→ Testo
Ora immaginate che proprio questa persona, cioè io, riceva una diagnosi di cancro.
Ho avuto molto tempo per pensare, e mano a mano che passavano i giorni e i mesi ho riflettuto su come ciò che conoscevo, avevo studiato, utilizzato e insegnato, poteva essere applicato nella situazione che stavo vivendo. Ha influito anche una mia decisione, presa di istinto: dichiarare subito la malattia. La decisione ha influito sul mio lavoro, ma mi ha permesso di usare le energie per me stessa, e ha comportato che molte persone mi hanno raccontato di aver avuto un tumore, o di vivere da anni con malattie gravi, ereditarie, degenerative, ma di non averlo mai raccontato o di aver scelto di non parlarne per evitare riflessi negativi sul lavoro. La medicina ha fatto molto per allungare la vita, ma sia la medicina che la società fanno ancora poco per aiutare l’esistenza di chi ha avuto, o ha, gravi problemi di salute, come se la quantità di anni potesse sostituire la qualità di vita. Eppure abbiamo dimostrazioni e grandi esempi di come la vita possa essere meravigliosa, indipendentemente da problemi o limitazioni.

→ Consegna
Per favore, traduci in inglese questa frase del testo sulla diagnosi di cancro: "Ha influito anche una mia decisione, presa di istinto: dichiarare subito la malattia."

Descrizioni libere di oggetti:
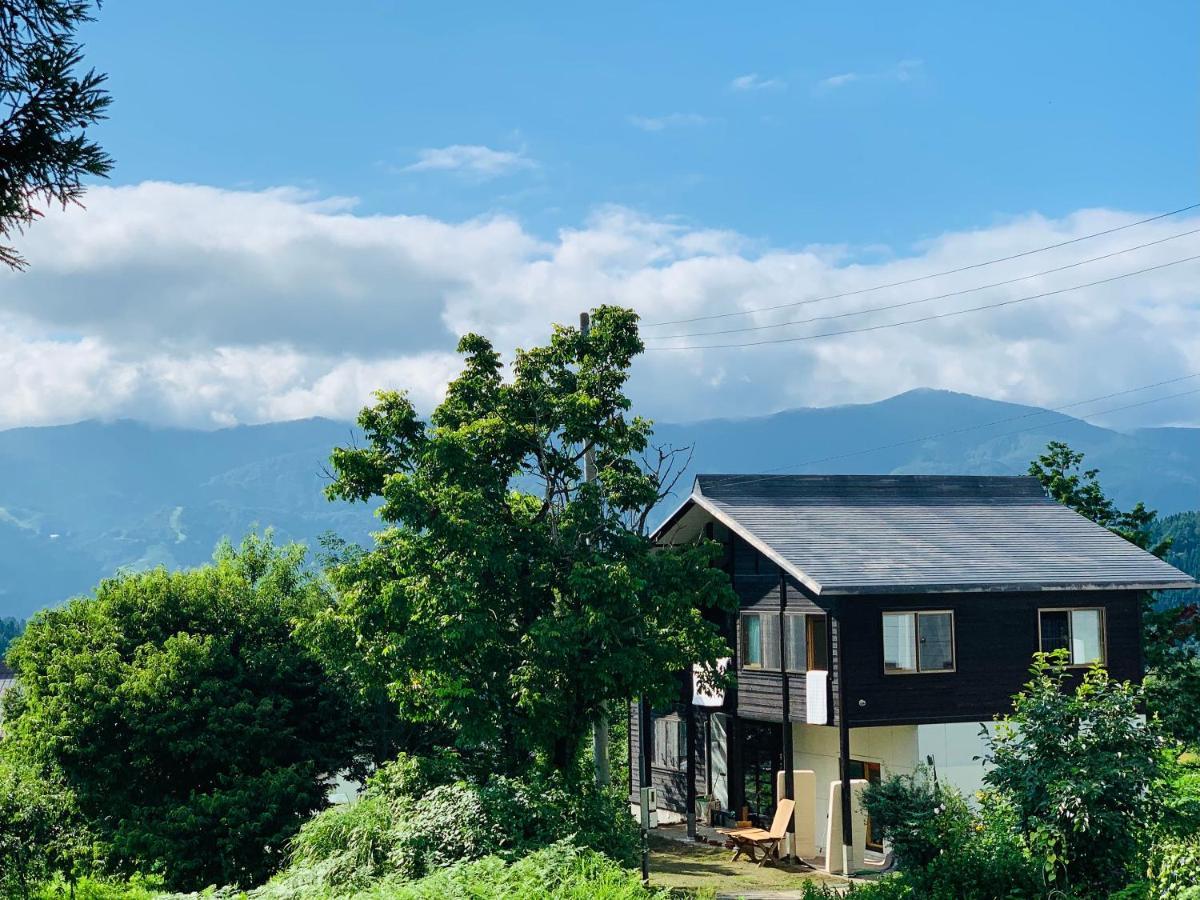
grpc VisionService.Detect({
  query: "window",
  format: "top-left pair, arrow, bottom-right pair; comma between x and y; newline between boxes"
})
784,612 -> 809,672
883,610 -> 954,674
742,612 -> 779,670
742,612 -> 828,672
1038,608 -> 1104,666
654,719 -> 688,769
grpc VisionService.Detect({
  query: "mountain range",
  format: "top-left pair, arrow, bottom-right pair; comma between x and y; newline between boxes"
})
0,390 -> 1200,617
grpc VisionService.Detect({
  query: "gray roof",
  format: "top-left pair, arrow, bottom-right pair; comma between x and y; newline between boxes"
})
656,475 -> 1195,594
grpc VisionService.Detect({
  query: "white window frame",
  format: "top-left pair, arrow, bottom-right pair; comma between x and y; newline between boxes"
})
880,610 -> 959,676
1038,606 -> 1109,668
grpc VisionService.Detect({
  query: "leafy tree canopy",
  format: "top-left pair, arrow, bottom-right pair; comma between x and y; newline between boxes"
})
0,535 -> 361,888
316,307 -> 733,770
0,0 -> 113,268
0,616 -> 25,661
1030,440 -> 1200,745
1028,440 -> 1171,557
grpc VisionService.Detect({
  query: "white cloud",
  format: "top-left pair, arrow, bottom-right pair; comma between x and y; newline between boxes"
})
816,59 -> 924,91
0,182 -> 1200,427
403,144 -> 538,179
730,72 -> 785,91
629,113 -> 713,131
820,72 -> 862,88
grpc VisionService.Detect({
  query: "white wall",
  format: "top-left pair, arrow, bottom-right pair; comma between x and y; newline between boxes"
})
792,722 -> 995,853
912,722 -> 996,800
792,725 -> 922,854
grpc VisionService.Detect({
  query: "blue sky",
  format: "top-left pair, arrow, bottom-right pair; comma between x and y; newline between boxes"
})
0,0 -> 1200,427
86,0 -> 1200,252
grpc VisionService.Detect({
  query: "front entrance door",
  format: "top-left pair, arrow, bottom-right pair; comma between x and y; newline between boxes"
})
738,720 -> 784,828
850,760 -> 883,853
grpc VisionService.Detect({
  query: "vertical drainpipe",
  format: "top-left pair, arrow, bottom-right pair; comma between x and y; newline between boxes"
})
684,672 -> 696,840
826,602 -> 854,877
725,534 -> 746,821
779,569 -> 796,854
637,696 -> 654,884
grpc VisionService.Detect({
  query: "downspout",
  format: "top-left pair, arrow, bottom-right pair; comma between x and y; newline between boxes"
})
830,604 -> 854,878
779,570 -> 796,853
684,672 -> 696,840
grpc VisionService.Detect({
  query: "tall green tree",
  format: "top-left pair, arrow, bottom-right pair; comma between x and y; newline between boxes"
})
984,650 -> 1160,896
0,0 -> 113,268
1030,440 -> 1200,746
1030,440 -> 1171,557
0,536 -> 365,889
0,616 -> 25,662
314,307 -> 733,770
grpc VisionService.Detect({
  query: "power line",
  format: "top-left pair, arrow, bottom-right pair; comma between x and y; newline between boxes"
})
649,228 -> 1200,341
646,254 -> 1200,352
696,372 -> 1200,494
642,203 -> 1200,328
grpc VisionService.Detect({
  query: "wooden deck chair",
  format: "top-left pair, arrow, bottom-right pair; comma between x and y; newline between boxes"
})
718,799 -> 796,865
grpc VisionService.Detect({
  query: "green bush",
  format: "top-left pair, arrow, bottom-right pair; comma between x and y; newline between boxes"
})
800,875 -> 922,900
4,535 -> 366,889
34,876 -> 162,900
863,768 -> 1038,900
1158,750 -> 1200,838
1150,834 -> 1200,900
355,841 -> 670,900
0,755 -> 98,898
256,756 -> 640,898
984,650 -> 1162,896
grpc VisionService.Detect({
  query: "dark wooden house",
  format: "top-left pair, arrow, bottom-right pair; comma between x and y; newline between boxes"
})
630,475 -> 1194,851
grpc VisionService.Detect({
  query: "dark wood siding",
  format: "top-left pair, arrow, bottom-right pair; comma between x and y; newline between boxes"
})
838,592 -> 1142,726
731,536 -> 835,724
629,703 -> 708,814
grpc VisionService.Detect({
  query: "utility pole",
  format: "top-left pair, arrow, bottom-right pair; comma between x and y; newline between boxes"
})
580,312 -> 612,787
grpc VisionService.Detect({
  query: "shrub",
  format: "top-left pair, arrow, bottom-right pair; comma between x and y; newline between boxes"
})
5,536 -> 374,888
1158,750 -> 1200,838
356,841 -> 670,900
863,768 -> 1038,900
0,755 -> 95,898
1150,835 -> 1200,900
34,876 -> 162,900
256,757 -> 640,898
984,650 -> 1160,895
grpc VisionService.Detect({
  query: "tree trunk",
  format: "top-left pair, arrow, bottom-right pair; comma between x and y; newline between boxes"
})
592,709 -> 612,788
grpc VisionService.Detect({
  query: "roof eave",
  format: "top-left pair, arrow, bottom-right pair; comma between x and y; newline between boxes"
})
689,493 -> 821,595
823,580 -> 1198,596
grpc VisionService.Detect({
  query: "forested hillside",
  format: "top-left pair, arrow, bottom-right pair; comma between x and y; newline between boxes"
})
1158,511 -> 1200,604
0,390 -> 1200,617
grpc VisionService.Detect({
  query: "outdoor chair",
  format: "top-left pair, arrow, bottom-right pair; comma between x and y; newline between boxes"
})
718,799 -> 796,865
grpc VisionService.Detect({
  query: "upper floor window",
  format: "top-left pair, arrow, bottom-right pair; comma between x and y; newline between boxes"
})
1038,607 -> 1104,666
742,612 -> 829,672
654,719 -> 688,769
883,610 -> 954,674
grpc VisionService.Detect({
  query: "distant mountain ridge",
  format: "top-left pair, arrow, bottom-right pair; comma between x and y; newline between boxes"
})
0,390 -> 1200,617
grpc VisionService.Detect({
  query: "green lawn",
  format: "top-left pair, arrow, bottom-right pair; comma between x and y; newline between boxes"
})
650,834 -> 845,896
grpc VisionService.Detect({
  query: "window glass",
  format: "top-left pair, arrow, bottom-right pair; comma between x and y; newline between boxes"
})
784,613 -> 809,672
805,616 -> 829,672
742,613 -> 762,668
917,612 -> 954,672
654,719 -> 688,769
1042,610 -> 1070,653
883,612 -> 917,672
1070,610 -> 1104,666
758,612 -> 779,670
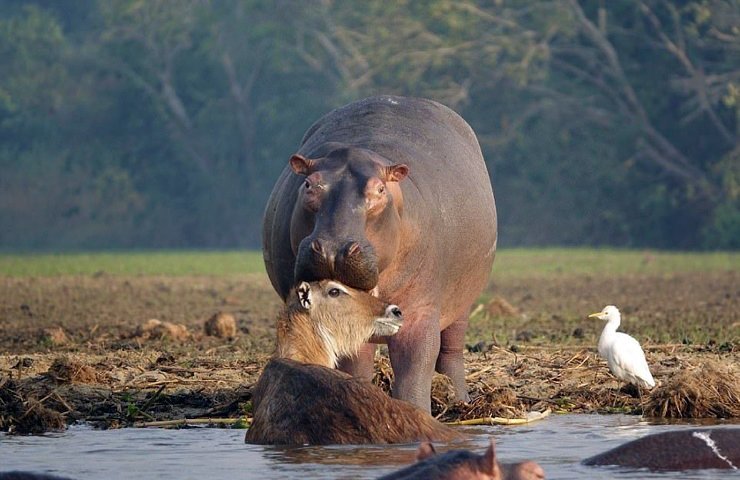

→ Risultato
A decision of mine, made on instinct, also played a part: to disclose the illness right away.